### Text excerpt
***
Friday, September 19, 2008

My friday

My Friday





Guess wat am i doin now?
I am currently inside CCK library typing my blog and listening to music.
With a bag of Oreo biscuit in my bag, and at an easy reach to put into my mouth.
Waiting for wanting to finish work, she tell me she will reach at around 7 like tat.
I reach around 5 pm at CCK here and don feel like going home.
Dear go drink with classmates. All guys, so i am not goin also.

I miss ting, though i have not told her tat.
That day i left early after meet her, i know i am in wrong.
Initiating to eat dinner together but end up leaving her with Chaileng and Sandra.
But i really miss her. Tats y just now ask her for dinner today again.

Today menstruation 2nd day, dont really feel energetic and in a state.
Just now thought of going home straight after school. But helo people,
today is friday. U are suppose to find someone to enjoy it with.
So i dont mind to wait at library for Ting. So long time didnt see her le.

Wednesday, September 17, 2008

Its not only mii...

Its not only mii...




Its not only mii that is involved in this relationship.
I complain tat i am sacrificing a lot in this relationship, and yearn for being single again.
But like wat dear said, i am being really selfish.
I am only pitying for myself, but i did not feel sorry for dear.
When i think that i am losing a lot of time to be with my friends,
dear also did not have any time with his friends.
Its true, both of us have to sacrifice something in the relationship, and i only thought i am the one sacrificing.

Dear always meet his best friend for dinner but after starting this relationship, he had not have the time to meet up for even a meal. Every single day, dear will sent me home, whether it is after school or after work. only on those days when he is sick or really very tired, i will go home by myself.
***
### Complete the following
1: According to the blog text, at what time did the writer arrive at CCK?
2: Rewrite the blog text starting at "With a bag of" and ending at "enjoy it with.", replacing "Oreo" with "chocolate".
3: Continue the blog post about sacrifices in the relationship, picking up after its final sentence.
***
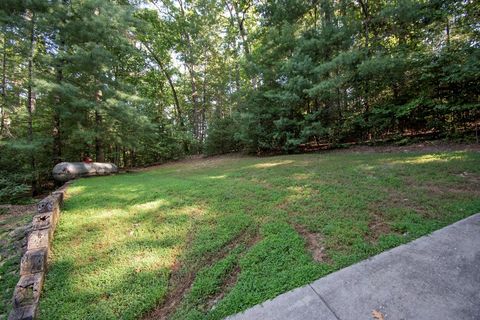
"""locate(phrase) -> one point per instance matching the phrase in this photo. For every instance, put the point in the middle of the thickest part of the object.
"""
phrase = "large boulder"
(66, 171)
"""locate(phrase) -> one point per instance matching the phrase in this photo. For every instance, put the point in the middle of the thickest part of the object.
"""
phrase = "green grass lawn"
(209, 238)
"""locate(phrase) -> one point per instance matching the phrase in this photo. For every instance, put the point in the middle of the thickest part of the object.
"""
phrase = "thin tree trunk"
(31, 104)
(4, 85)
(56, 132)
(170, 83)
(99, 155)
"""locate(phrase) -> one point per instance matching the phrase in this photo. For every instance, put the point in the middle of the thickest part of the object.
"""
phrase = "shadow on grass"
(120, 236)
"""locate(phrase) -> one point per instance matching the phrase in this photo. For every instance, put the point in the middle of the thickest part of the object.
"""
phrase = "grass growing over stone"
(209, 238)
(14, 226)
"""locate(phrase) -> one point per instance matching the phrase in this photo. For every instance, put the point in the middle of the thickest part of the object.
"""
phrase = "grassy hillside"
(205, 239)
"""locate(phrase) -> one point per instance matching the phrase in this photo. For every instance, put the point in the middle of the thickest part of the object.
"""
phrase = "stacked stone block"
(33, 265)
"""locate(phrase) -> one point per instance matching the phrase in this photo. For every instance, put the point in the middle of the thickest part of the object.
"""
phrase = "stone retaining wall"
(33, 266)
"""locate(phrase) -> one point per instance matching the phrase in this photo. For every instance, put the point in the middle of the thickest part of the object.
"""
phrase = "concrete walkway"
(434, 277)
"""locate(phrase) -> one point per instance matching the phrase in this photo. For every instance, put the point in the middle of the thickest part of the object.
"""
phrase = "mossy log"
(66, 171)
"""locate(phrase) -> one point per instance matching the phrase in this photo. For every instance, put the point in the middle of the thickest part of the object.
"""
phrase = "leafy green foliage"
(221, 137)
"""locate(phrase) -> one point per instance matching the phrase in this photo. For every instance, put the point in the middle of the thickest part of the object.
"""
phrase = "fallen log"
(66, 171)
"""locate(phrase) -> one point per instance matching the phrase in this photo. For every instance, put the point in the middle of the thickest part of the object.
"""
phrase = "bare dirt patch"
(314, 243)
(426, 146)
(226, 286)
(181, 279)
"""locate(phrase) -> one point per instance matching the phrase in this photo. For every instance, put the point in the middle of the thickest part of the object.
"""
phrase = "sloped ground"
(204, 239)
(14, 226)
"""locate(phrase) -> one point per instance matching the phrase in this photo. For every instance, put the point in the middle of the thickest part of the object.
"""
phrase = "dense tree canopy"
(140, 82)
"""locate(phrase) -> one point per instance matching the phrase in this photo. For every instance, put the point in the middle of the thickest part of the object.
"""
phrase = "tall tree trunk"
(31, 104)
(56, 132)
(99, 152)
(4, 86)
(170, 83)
***
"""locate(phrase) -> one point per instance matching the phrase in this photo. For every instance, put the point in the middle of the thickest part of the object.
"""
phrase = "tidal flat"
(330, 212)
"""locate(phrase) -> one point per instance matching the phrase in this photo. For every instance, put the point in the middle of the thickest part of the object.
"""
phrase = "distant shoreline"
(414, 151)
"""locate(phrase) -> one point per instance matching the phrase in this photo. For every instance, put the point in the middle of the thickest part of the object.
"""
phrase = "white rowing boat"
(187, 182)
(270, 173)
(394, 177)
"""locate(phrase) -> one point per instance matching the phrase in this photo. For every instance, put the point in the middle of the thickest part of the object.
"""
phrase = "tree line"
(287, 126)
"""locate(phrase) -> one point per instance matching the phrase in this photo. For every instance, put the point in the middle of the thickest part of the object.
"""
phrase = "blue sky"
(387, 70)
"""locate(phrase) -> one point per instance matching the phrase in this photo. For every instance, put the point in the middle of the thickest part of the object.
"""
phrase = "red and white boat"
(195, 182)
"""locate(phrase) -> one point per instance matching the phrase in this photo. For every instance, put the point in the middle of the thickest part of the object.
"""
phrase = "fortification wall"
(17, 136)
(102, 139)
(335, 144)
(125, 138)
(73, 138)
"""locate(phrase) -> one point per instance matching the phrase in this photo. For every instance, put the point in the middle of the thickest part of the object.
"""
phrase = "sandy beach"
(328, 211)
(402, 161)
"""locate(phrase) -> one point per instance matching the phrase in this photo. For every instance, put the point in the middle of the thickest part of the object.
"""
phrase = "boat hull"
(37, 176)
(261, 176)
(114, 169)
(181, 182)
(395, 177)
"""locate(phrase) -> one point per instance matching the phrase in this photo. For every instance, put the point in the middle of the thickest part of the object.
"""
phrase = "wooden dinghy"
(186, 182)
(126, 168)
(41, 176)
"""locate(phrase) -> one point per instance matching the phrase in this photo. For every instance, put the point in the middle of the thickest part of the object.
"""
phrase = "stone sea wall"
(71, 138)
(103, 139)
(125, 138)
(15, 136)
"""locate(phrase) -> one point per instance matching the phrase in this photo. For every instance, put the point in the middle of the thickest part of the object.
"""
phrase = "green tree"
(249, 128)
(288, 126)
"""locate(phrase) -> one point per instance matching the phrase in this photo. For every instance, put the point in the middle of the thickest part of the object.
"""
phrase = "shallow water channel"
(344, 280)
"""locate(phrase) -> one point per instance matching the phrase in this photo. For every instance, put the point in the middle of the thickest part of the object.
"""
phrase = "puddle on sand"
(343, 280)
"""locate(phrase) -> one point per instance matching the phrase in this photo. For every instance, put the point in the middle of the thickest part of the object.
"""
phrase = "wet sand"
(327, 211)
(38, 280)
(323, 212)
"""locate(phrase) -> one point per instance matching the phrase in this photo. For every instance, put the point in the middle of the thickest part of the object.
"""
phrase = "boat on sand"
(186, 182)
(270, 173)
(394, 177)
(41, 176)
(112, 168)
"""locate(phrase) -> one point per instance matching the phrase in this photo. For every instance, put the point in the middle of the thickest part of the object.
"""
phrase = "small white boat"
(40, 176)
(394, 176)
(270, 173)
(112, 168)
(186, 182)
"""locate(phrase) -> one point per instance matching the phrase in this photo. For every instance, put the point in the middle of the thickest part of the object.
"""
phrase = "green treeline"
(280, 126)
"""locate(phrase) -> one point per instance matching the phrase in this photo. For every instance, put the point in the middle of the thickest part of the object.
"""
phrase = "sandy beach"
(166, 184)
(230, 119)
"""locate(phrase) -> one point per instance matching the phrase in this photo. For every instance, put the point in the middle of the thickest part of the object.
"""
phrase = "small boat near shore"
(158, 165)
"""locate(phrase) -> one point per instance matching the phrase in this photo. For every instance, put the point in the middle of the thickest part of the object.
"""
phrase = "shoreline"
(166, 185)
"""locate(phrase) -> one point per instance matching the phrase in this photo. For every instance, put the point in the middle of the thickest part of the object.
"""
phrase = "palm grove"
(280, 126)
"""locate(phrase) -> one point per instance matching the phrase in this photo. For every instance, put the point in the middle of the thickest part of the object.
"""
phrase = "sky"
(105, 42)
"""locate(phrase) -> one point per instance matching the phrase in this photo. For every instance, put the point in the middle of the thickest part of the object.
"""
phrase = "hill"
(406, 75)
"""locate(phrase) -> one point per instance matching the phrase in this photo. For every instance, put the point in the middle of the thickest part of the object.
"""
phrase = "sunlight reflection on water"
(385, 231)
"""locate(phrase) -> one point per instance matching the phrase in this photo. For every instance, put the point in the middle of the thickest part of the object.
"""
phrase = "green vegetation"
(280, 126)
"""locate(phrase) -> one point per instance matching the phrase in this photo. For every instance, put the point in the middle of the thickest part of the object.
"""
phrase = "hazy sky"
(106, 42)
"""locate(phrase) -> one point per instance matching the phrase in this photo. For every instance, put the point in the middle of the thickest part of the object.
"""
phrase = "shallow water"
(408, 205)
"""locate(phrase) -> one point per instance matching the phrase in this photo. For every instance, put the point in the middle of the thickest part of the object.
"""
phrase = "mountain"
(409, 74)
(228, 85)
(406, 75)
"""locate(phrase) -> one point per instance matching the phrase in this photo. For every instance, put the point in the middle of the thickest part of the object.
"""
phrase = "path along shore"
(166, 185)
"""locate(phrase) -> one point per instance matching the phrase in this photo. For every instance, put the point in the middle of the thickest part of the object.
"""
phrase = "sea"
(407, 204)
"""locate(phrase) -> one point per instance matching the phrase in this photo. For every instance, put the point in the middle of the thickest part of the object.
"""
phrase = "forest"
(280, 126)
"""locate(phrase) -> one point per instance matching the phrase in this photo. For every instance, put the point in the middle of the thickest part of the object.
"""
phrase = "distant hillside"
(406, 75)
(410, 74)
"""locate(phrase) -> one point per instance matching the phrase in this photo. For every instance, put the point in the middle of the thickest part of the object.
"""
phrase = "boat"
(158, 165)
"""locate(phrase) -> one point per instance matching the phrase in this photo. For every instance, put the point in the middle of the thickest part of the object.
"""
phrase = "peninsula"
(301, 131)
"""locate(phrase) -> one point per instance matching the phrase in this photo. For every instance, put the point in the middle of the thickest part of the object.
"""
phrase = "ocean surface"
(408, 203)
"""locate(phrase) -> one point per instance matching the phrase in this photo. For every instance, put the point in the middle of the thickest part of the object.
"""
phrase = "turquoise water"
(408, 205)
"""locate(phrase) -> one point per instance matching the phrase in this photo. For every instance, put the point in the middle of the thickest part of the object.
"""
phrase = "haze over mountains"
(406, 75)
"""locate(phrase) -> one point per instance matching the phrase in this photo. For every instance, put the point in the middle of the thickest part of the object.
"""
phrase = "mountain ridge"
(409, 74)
***
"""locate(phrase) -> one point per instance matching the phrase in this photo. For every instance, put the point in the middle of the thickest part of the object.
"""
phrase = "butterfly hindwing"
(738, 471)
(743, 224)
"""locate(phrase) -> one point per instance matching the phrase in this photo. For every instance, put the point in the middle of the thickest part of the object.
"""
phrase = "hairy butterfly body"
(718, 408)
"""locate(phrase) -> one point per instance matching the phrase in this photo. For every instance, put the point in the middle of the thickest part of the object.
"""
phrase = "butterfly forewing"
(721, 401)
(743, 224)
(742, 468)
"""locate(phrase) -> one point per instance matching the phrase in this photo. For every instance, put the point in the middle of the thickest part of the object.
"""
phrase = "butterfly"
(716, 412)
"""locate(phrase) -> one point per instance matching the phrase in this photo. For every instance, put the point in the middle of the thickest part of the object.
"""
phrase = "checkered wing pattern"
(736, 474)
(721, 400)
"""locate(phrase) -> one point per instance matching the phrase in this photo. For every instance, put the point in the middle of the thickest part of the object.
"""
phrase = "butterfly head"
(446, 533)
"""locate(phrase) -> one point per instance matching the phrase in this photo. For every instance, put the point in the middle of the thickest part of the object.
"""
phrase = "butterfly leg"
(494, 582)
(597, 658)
***
### Task responses
1: Around 5 pm.

2:
With a bag of chocolate biscuit in my bag, and at an easy reach to put into my mouth.
Waiting for wanting to finish work, she tell me she will reach at around 7 like tat.
I reach around 5 pm at CCK here and don feel like going home.
Dear go drink with classmates. All guys, so i am not goin also.

I miss ting, though i have not told her tat.
That day i left early after meet her, i know i am in wrong.
Initiating to eat dinner together but end up leaving her with Chaileng and Sandra.
But i really miss her. Tats y just now ask her for dinner today again.

Today menstruation 2nd day, dont really feel energetic and in a state.
Just now thought of going home straight after school. But helo people,
today is friday. U are suppose to find someone to enjoy it with.

3:
I am being really selfish, maybe i am too used to dear sending me home safely that i actually forgot that he is sacrificing his own rest time. I am taking things for granted. Really. When i tell dear that i think we are seeing each other too often le, and should see each other less often. I forget the times when i am at work and sms dear that i am very bored at work, and dear will come down to accompany me even when is out with his friends. And how can i forget the time when i am down with rashes on my face and neck, u actually left your best friend's birthday celebration early, just to come down to my work place to help me apply the medicine, as i complain that the rashes makes me scratch my neck and face.

I feel so not matured when i hug so tightly to u, crying and say i feel so tired with this relationship and you say that you are also, and you are actually consoling me and tell me that all this takes time, it takes time to adapt to each other's life and everything.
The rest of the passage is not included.